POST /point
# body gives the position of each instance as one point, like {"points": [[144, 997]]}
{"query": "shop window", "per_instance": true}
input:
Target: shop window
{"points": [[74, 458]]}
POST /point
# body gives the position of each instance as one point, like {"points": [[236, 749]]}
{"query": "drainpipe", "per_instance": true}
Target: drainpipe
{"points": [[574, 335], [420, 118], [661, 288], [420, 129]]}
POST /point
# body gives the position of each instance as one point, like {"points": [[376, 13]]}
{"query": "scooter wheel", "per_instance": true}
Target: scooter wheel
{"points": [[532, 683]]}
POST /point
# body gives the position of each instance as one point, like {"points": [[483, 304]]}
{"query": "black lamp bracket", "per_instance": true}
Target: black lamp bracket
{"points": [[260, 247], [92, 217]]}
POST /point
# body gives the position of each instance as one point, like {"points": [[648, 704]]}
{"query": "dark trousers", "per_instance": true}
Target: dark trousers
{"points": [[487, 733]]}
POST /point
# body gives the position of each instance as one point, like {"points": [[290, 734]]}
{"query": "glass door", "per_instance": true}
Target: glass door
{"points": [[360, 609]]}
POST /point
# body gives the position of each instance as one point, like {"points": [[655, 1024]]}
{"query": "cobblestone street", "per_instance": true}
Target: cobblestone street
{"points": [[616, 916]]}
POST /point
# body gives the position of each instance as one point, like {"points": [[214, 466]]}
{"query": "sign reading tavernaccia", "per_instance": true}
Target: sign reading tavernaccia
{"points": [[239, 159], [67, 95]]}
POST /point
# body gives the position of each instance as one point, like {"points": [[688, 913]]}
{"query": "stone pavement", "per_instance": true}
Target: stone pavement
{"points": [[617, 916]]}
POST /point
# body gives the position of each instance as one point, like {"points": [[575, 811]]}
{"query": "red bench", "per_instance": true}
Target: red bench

▶ _What you need to do_: From the listing, please work out how many lines contain "bench". Give the number only.

▶ _Answer_: 2